### Problem to work on
Copy every line of the records below, keeping each line's wording, numbers, and punctuation unchanged and in the original order.

### Data for this exercise

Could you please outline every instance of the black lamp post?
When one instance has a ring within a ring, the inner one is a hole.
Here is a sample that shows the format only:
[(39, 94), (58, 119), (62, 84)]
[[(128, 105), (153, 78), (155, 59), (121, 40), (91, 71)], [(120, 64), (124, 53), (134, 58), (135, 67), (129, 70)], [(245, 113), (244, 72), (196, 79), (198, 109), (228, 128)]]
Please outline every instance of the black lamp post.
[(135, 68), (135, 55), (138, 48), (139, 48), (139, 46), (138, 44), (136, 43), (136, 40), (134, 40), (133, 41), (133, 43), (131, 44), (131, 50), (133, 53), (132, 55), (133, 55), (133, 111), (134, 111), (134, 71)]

### Response for this exercise
Could you please outline every instance of the black lamp post?
When one instance has a ring within a ring, the inner one is a hole.
Here is a sample that shows the format only:
[(39, 94), (58, 119), (62, 84)]
[[(128, 105), (153, 78), (155, 59), (121, 40), (91, 71)], [(120, 64), (124, 53), (134, 58), (135, 67), (129, 70)], [(245, 113), (244, 72), (196, 79), (198, 109), (228, 128)]]
Please outline every instance of the black lamp post.
[(135, 68), (135, 55), (138, 48), (139, 48), (139, 46), (138, 44), (136, 43), (136, 40), (134, 40), (133, 41), (133, 43), (131, 44), (131, 50), (133, 53), (132, 55), (133, 55), (133, 111), (134, 111), (134, 71)]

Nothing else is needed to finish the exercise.